*PASSAGE GIVEN:*
>> begin
Single by Infernal

from the album From Paris to Berlin
- Released: June 2005
- Recorded: 2004
- Genre: Dance
- Length: 3:55
- Label: Border Breakers The Dance Division
- Songwriters: Adam Powers, Lina Rafn, Paw Lagermann
- Producers: Paw Lagermann, Lina Rafn

Infernal singles chronology
| "From Paris to Berlin" (2004) | "Keen on Disco" (2005) | "Cheap Trick Kinda' Girl" (2005) |

= Keen on Disco =

"Keen on Disco" is the second single by the Danish dance/house duo Infernal from From Paris to Berlin, their most successful album to date. The single was released in June 2005 in a few selected European countries. It became a hit in Sweden and Finland, entering in the top 15 of both countries. The song became their biggest hit in Sweden, although "From Paris to Berlin" is their best-selling single ever. It managed to peak at number 12 in Finland in June 2005, and at number 13 in Sweden in August 2005.
>> end
*PROBLEM A:*
In the passage on "Keen on Disco," rewrite the paragraph beginning "\"Keen on Disco\" is the second single" as a short bulleted list that keeps its main facts.
*PROBLEM B:*
Using the passage on "Keen on Disco," decide whether each statement agrees with it. For each, answer yes or no and quote the words that settle it.
(i) The single came out in 2004.
(ii) Infernal is a Danish duo.
(iii) The song reached a higher chart position in Finland than in Sweden.
*PROBLEM C:*
According to the passage on "Keen on Disco," who produced the single?

*MATERIAL:*
>> begin
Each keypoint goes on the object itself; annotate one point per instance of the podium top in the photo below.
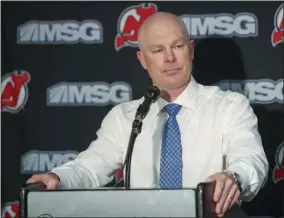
>> end
*EXERCISE RESPONSE A:*
- "Keen on Disco" is the second single from From Paris to Berlin, the most successful album to date by Danish dance/house duo Infernal.
- It was released in June 2005 in a few selected European countries.
- It reached the top 15 in both Sweden and Finland.
- It became the duo's biggest hit in Sweden, though "From Paris to Berlin" is their best-selling single ever.
- It peaked at number 12 in Finland in June 2005 and at number 13 in Sweden in August 2005.

*EXERCISE RESPONSE B:*
(i) No: "The single was released in June 2005"
(ii) Yes: "the Danish dance/house duo Infernal"
(iii) Yes: "It managed to peak at number 12 in Finland in June 2005, and at number 13 in Sweden in August 2005."

*EXERCISE RESPONSE C:*
Paw Lagermann and Lina Rafn.